# start of DOCUMENT SECTION

Preventing App Crashes before Bug Fixes

Wed Mar 24 08:40:20 GMT 2004

Hi Amir,

[I see the pyQt course is chugging along nicely, though I'm afraid I
haven't done any of the homework and found the discussion on generators a
little overly -- Haskellish, I dunno.]

On Wed, 24 Mar 2004, Amir Michail wrote:
> We are thinking of working on a method for preventing KDE applications
> from crashing before the source code is fixed.
>
> Users would then be warned whenever they are about to enter a sequence
> of commands that is likely going to lead to bad behavior/crash. In
> fact, the warning could include the bug report descriptions.

A tricky usability question indeed. Flag every code path that might cause
a problem? You'll be _swimming_ in "This section of code has caused $n$
bugs in the past. Continue?" dialogs in no time. Which means adding a
"don't remind me" checkbox, (or, as others have missed, make sure there's
a different set of packages with this bug tracking feature enabled, like
Netscape used to do).

> In this way, you would avoid bugs even before they are fixed.

# end of DOCUMENT SECTION

TASK OBJECTIVE
Copy out the part of the message on preventing app crashes that opens with the words containing "[I see the pyQt" and closes with "bug report descriptions.".

# start of DATASET CONTENT

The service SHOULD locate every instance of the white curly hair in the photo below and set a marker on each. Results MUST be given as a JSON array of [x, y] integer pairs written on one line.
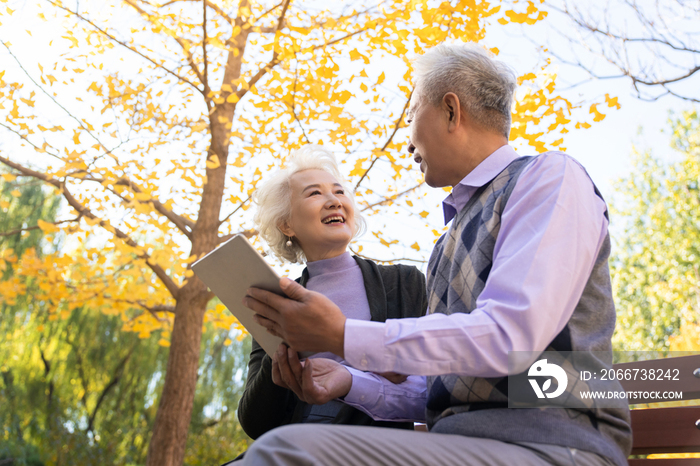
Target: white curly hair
[[274, 200]]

# end of DATASET CONTENT

TASK RESULT
[I see the pyQt course is chugging along nicely, though I'm afraid I
haven't done any of the homework and found the discussion on generators a
little overly -- Haskellish, I dunno.]

On Wed, 24 Mar 2004, Amir Michail wrote:
> We are thinking of working on a method for preventing KDE applications
> from crashing before the source code is fixed.
>
> Users would then be warned whenever they are about to enter a sequence
> of commands that is likely going to lead to bad behavior/crash. In
> fact, the warning could include the bug report descriptions.